[Saved entries]
BEGIN

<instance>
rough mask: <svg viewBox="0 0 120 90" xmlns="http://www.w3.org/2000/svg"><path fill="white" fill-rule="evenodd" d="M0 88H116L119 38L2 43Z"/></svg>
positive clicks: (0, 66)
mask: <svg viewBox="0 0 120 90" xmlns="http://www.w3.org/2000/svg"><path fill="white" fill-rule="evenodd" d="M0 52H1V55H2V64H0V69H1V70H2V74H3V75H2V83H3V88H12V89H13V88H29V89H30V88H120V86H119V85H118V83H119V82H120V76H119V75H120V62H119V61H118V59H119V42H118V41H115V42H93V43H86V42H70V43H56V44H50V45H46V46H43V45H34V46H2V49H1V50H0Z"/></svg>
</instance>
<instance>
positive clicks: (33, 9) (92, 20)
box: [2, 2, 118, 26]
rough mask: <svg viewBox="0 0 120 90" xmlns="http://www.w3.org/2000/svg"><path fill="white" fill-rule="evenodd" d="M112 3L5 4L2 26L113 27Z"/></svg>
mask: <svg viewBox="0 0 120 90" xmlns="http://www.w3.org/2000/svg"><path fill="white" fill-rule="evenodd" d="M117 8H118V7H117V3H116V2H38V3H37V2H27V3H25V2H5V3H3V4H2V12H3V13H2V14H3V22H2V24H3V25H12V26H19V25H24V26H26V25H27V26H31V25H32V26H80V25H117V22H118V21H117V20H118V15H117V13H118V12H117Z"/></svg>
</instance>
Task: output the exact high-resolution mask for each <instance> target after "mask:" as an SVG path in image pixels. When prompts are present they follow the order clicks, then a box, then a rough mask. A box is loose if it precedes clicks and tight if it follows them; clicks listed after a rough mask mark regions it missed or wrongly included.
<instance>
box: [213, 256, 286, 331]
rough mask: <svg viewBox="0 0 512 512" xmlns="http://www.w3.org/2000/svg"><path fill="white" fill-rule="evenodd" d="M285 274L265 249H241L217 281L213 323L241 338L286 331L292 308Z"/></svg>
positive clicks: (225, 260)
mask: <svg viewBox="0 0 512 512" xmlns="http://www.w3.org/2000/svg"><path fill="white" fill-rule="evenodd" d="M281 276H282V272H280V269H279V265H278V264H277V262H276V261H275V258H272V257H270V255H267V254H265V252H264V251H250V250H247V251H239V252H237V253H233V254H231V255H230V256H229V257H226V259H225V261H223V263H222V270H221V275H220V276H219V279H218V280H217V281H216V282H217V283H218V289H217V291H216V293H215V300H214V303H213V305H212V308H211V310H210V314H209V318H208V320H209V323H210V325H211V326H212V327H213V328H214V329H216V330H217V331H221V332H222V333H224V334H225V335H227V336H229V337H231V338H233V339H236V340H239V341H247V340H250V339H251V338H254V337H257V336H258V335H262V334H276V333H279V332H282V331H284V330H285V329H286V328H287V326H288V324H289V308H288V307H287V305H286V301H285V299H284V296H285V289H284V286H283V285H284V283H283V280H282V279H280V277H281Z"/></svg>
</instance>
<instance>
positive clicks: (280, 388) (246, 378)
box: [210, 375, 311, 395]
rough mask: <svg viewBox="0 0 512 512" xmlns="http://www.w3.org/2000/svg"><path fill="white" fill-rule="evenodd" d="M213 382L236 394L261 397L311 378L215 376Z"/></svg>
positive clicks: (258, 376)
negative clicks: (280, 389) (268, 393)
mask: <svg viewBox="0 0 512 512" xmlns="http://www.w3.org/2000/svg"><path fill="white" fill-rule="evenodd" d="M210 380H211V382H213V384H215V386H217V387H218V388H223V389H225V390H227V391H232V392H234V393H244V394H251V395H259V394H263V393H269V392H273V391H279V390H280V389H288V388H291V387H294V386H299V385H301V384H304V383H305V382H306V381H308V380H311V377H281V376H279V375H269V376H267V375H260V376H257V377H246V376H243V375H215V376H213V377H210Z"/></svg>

END

Please quote everything in the listing from the line containing "382L236 394L261 397L311" down to its last line, both ends included.

rough mask: <svg viewBox="0 0 512 512" xmlns="http://www.w3.org/2000/svg"><path fill="white" fill-rule="evenodd" d="M213 382L236 394L261 397L311 378L215 376Z"/></svg>
positive clicks: (258, 376)
negative clicks: (280, 389) (268, 393)
mask: <svg viewBox="0 0 512 512" xmlns="http://www.w3.org/2000/svg"><path fill="white" fill-rule="evenodd" d="M210 380H211V382H213V384H215V386H217V387H218V388H223V389H225V390H227V391H232V392H234V393H244V394H251V395H259V394H263V393H269V392H273V391H279V390H280V389H288V388H291V387H294V386H299V385H301V384H304V383H305V382H306V381H308V380H311V377H281V376H279V375H269V376H267V375H260V376H257V377H246V376H243V375H215V376H213V377H210Z"/></svg>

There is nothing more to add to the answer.